>> start ITEMS

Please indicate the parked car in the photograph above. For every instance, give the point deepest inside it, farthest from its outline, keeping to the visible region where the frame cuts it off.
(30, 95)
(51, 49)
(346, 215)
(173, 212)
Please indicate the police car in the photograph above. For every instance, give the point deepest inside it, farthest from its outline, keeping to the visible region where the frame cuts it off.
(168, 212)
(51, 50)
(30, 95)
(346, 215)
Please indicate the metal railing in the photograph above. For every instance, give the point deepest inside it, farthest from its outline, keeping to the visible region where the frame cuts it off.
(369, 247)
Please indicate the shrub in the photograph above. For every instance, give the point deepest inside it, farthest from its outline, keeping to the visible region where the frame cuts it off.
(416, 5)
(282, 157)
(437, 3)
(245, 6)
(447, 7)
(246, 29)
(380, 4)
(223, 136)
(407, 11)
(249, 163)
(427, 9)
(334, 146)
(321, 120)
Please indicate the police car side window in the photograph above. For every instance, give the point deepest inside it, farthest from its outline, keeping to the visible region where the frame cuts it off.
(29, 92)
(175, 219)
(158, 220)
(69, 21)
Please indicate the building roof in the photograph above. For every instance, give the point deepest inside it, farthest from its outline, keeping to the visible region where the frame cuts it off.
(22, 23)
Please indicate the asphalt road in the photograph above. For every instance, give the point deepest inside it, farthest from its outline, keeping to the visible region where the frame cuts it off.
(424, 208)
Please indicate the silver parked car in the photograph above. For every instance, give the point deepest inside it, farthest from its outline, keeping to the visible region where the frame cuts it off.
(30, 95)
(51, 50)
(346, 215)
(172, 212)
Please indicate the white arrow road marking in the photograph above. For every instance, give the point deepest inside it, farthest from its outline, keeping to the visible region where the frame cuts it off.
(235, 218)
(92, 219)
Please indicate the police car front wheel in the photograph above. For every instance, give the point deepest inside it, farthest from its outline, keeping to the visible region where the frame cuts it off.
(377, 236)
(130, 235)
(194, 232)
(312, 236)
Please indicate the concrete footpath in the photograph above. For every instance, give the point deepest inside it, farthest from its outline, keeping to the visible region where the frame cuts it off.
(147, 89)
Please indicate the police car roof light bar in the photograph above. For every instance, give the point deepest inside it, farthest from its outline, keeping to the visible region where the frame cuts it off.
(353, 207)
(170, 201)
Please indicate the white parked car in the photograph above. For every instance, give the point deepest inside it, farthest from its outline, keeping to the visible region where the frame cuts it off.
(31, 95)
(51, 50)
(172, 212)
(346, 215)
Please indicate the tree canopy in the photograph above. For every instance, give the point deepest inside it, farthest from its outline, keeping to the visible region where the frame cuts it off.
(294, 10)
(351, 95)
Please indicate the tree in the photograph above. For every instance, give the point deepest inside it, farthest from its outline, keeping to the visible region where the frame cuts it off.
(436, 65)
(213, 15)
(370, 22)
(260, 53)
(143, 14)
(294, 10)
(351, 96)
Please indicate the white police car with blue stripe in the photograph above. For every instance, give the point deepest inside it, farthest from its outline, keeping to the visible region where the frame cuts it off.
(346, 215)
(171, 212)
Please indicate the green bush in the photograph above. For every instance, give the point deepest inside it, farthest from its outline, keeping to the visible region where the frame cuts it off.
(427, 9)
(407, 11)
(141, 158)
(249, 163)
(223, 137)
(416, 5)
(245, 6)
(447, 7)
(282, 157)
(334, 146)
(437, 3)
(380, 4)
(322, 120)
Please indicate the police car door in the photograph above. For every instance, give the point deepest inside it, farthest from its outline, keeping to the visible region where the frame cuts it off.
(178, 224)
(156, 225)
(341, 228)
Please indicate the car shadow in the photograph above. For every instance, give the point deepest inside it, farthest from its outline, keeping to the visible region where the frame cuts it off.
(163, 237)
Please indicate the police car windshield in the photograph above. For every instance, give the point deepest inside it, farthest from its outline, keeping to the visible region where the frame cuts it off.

>> end ITEMS

◆ **PROBLEM**: In the listing above, find the line containing "Please indicate the green" and please quote exactly that line through the last one, and no other lines.

◆ **WRITTEN SOLUTION**:
Please indicate the green bush in the photograph above. For every instance, give the point deepest inside it, farthest from its outline, keeping to the visible region where the frame cuts it off.
(427, 9)
(407, 11)
(141, 158)
(249, 163)
(223, 137)
(416, 5)
(245, 6)
(447, 7)
(282, 157)
(334, 146)
(437, 3)
(380, 4)
(322, 120)
Please indicate the police car door in the photograph above. For every instance, give the point deepest inside it, farthest from its outline, keeping to the visible region where the frame cuts it off.
(178, 224)
(156, 225)
(341, 228)
Please indicate the car shadow in the photograph above. For every instance, give the point deepest inside it, farthest from its outline, keeping to the visible region where the frame cuts it off.
(163, 237)
Please indicate the police car windshield in the photograph above. For every instance, give the point deepest inside it, farthest from its outline, keeping to the visible region where the frame cuts it off.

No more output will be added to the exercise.